* _SELECTED TEXT_:
** START **
Here is a new thingy:
The Fed acquired short-term Treasury bills for the first time in years, only small amounts. They crop up on its May-dated weekly balance sheets for the first time. In the current balance sheet, it lists $50 million, which will mature in mid-June. So this appears to be the first baby-step of what it said was still in the discussion stage and would be implemented after September: Replacing long maturities with short-term bills to bring down the average maturity of its portfolio. This is the reverse of Operation Twist of the QE era, when it replaced its short-term T-Bills with longer-term T-notes and T-Bonds to push down long-term yields.
** END **
* _DATASET EXTRACT_:
** START **
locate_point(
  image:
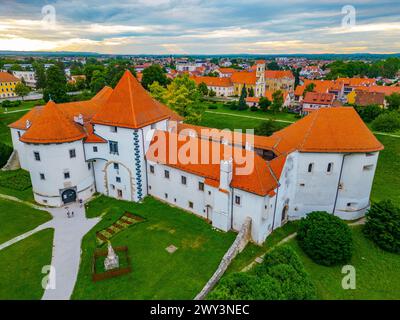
** END **
* _STATED EXERCISE 1_:
Summarize the passage on the Fed's Treasury bill purchases in two sentences.
* _STATED EXERCISE 2_:
Extend the passage about the Fed's Treasury bill purchases from the point where it stops.

* _TASK RESPONSE 1_:
The Fed has bought small amounts of short-term Treasury bills for the first time in years, and its current balance sheet lists $50 million maturing in mid-June. This appears to be the first small step toward replacing long maturities with short-term bills to lower the average maturity of its portfolio, which is the reverse of the QE-era Operation Twist.

* _TASK RESPONSE 2_:
Mortgage-Backed Securities Runoff Maxes Out
The residential MBS on the Fed’s balance sheet were issued and guaranteed by Fannie Mae, Freddie Mac, and Ginnie Mae. Holders of MBS receive pass-through principal payments as the underlying mortgages are paid down or are paid off. The remaining principal is paid off at maturity. The runoff is nearly all due to pass-through principal payments because 95% of the MBS on the Fed’s balance sheet mature in over 10 years.
These pass-through principal payments are erratic and depend to some extent on the movement of mortgage interest rates: Falling rates encourage homeowners to refinance their mortgages, and after these old mortgages are paid off by the homeowner, the amounts are passed through to the holders of MBS. But in times of rising interest rates, refis slow down, and pass-through principal payments dry up.
Mortgage rates have been falling since last November, and mortgage refi applications, after hitting a decade-low in December, have surged by over 50% since then, according to the Mortgage Bankers Association. And the Fed took advantage of this flow of pass-through principal payments.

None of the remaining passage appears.